__Problem to work on__:
Please quote only the lines that start at the one with "Query: asphalt road" and go on to the last line of the data, both ends kept.

════════

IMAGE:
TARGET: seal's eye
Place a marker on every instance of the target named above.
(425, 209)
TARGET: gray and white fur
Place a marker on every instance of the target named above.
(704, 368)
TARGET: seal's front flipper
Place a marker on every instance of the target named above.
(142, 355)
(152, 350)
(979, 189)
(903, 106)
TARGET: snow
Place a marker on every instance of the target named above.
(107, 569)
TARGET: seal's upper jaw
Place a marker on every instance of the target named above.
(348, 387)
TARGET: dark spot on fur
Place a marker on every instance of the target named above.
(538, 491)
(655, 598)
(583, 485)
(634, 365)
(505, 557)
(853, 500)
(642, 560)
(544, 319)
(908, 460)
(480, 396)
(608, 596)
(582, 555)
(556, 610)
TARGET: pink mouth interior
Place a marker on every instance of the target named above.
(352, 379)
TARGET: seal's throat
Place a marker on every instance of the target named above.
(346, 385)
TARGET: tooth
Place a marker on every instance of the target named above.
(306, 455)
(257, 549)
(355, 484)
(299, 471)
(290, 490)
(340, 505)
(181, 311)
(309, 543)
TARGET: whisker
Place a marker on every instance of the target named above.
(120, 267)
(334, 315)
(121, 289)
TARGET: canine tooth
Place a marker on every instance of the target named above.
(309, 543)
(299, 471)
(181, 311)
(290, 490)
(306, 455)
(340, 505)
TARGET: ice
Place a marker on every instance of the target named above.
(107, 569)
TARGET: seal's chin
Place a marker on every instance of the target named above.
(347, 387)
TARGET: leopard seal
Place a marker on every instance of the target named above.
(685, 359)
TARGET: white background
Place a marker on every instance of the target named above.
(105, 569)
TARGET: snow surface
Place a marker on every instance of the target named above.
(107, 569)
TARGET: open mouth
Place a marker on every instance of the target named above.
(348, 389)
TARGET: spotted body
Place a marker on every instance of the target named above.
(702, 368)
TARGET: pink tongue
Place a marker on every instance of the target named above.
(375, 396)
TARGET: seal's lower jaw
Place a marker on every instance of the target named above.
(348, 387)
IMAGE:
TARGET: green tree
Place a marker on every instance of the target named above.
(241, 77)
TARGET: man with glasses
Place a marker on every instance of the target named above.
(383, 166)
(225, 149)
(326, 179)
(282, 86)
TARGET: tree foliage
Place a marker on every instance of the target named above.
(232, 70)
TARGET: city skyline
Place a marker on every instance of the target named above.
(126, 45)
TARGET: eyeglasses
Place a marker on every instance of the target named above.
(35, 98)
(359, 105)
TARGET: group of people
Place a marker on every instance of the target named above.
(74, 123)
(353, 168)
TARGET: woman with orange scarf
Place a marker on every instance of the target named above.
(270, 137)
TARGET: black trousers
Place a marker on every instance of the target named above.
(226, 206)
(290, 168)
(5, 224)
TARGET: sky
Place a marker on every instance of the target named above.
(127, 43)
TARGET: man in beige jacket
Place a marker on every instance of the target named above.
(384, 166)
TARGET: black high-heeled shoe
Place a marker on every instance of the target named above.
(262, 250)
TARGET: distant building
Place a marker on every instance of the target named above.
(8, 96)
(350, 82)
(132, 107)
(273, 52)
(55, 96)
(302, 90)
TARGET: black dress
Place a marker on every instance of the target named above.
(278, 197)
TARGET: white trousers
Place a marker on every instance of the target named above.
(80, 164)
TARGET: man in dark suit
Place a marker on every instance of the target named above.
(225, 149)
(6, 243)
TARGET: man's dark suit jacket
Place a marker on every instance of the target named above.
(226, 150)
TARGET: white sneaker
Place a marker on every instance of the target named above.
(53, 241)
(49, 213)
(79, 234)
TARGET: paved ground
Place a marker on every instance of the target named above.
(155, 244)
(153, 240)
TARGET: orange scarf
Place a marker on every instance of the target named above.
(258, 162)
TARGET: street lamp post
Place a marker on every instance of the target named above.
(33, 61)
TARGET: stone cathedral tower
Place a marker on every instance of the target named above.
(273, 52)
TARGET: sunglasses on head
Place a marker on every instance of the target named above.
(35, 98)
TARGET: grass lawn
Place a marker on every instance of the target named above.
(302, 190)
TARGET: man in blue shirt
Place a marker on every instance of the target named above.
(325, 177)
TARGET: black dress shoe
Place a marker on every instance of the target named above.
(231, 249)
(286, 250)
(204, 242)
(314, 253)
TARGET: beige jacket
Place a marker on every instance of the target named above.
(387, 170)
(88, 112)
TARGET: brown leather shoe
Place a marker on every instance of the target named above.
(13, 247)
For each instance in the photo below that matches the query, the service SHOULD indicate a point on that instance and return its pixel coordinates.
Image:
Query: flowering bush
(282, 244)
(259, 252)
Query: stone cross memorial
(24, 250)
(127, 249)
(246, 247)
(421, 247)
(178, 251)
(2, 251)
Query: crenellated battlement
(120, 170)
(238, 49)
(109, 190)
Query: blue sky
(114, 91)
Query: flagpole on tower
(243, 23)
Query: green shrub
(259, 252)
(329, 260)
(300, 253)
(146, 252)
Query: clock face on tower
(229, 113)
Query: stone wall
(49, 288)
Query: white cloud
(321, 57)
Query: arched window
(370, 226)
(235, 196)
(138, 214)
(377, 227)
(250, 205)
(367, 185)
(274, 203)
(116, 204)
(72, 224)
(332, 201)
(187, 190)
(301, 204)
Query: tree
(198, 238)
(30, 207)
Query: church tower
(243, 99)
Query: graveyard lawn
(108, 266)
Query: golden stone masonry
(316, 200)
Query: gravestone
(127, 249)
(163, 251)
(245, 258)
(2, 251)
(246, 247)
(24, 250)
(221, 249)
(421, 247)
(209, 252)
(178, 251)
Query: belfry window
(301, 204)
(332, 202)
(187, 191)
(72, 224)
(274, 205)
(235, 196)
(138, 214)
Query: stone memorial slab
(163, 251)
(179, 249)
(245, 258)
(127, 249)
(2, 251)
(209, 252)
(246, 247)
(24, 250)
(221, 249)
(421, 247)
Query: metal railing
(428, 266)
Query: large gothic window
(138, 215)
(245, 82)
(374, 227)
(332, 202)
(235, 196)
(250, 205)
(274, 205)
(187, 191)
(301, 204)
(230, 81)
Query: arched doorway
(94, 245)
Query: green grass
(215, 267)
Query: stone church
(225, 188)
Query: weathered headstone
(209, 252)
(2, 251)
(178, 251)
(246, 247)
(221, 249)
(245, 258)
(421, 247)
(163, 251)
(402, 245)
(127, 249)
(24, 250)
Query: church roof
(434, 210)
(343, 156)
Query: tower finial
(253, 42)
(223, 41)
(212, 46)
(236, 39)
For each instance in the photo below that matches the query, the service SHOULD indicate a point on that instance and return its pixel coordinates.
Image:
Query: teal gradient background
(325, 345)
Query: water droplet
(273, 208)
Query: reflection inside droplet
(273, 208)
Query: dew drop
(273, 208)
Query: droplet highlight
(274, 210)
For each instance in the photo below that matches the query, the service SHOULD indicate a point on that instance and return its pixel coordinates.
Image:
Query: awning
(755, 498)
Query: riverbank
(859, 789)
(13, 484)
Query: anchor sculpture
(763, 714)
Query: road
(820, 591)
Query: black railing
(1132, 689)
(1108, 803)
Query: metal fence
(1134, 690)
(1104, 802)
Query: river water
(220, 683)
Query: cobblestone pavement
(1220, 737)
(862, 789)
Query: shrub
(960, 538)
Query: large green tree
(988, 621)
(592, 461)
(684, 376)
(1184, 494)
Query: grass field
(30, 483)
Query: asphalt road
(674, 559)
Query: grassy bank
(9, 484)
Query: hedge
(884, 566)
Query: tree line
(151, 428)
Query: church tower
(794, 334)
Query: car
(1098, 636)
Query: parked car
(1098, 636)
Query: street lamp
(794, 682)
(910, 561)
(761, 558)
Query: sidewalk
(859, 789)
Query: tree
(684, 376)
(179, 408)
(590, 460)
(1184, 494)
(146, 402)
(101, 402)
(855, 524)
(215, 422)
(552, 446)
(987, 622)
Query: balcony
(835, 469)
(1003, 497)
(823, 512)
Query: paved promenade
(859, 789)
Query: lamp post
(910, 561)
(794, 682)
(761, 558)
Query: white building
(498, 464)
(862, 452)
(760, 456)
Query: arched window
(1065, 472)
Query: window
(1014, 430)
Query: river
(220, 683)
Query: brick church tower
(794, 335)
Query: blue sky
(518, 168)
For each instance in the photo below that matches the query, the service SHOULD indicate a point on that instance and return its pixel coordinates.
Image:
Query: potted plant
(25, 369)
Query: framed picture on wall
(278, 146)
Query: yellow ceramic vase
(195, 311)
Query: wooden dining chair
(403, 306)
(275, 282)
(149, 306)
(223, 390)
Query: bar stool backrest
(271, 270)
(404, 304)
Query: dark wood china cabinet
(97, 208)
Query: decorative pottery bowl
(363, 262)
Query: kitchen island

════════

__Finished exercise__:
Query: asphalt road
(674, 559)
Query: grassy bank
(9, 484)
Query: hedge
(884, 566)
Query: tree line
(151, 428)
Query: church tower
(794, 334)
Query: car
(1098, 636)
Query: parked car
(1098, 636)
Query: street lamp
(794, 682)
(910, 561)
(761, 558)
Query: sidewalk
(859, 789)
Query: tree
(684, 376)
(179, 408)
(590, 460)
(1184, 494)
(146, 402)
(101, 402)
(855, 524)
(215, 422)
(552, 446)
(987, 622)
Query: balcony
(835, 469)
(1003, 497)
(823, 512)
Query: paved promenade
(859, 789)
Query: lamp post
(910, 561)
(794, 682)
(761, 558)
Query: white building
(498, 464)
(862, 452)
(760, 456)
Query: arched window
(1065, 472)
Query: window
(1014, 430)
Query: river
(220, 683)
Query: brick church tower
(794, 335)
Query: blue sky
(518, 168)
For each instance in the photo below that matches the query, the service SHOULD indicate a point on that instance and return its pixel coordinates.
Image:
Query: potted plant
(25, 369)
Query: framed picture on wall
(278, 146)
Query: yellow ceramic vase
(195, 311)
Query: wooden dining chair
(403, 306)
(275, 282)
(149, 306)
(223, 390)
Query: bar stool backrest
(271, 270)
(404, 304)
Query: dark wood china cabinet
(97, 208)
Query: decorative pottery bowl
(363, 262)
Query: kitchen island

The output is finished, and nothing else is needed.